─── DATA TO USE

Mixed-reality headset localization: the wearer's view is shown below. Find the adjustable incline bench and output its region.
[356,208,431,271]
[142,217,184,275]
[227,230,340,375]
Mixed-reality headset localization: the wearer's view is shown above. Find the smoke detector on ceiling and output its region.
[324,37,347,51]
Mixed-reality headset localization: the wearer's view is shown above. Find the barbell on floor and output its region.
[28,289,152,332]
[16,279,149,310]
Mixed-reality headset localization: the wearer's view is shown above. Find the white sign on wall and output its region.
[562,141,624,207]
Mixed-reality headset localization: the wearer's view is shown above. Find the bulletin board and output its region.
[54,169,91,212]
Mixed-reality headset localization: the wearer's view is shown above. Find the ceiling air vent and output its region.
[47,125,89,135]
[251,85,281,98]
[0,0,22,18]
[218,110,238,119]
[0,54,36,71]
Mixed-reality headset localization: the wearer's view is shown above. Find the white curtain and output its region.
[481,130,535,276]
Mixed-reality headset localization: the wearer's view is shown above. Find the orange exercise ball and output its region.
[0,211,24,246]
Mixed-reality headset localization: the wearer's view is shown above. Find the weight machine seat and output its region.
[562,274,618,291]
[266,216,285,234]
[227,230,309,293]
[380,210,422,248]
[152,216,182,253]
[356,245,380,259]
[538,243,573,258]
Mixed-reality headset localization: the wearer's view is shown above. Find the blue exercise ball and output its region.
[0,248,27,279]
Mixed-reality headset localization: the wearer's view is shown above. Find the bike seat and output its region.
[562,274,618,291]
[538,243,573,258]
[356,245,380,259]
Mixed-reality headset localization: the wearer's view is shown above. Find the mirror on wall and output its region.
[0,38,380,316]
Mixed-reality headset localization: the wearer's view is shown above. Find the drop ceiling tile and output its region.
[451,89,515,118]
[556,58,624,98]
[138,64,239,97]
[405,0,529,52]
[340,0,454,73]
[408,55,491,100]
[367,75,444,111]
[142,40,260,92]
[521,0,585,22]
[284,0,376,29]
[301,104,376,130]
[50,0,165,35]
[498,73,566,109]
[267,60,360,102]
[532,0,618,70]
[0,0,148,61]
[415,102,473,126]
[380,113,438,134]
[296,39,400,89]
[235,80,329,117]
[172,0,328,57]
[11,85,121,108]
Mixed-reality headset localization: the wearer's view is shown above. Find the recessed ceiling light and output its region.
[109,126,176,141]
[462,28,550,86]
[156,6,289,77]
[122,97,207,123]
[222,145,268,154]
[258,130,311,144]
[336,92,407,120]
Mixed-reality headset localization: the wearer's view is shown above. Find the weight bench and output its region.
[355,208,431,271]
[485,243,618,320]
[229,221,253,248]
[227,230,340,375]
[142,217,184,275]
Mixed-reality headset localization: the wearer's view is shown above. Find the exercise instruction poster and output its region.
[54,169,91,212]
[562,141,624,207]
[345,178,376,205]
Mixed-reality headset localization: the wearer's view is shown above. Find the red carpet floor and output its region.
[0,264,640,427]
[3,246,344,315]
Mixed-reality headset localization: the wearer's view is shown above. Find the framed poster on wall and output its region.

──────

TASK BRIEF
Reproduce the lines of the listing word for word, starting at the line that contains "board and output its region." and ending at the line that contains "[0,211,24,246]", with both of those lines included.

SOLUTION TO THIS PROBLEM
Mixed-reality headset localization: the wearer's view is shown above. Find the bulletin board and output its region.
[54,169,91,212]
Mixed-reality headset localization: the wearer's view is shown above. Find the ceiling air vent and output its region.
[47,125,89,135]
[251,85,281,98]
[0,0,22,18]
[218,110,238,119]
[0,54,36,71]
Mixed-reality headset localization: the wearer's view is shown above. Find the white curtain and output its region.
[481,130,535,276]
Mixed-reality headset localization: the wearer's view is shown above. Find the orange exercise ball and output its region.
[0,211,24,246]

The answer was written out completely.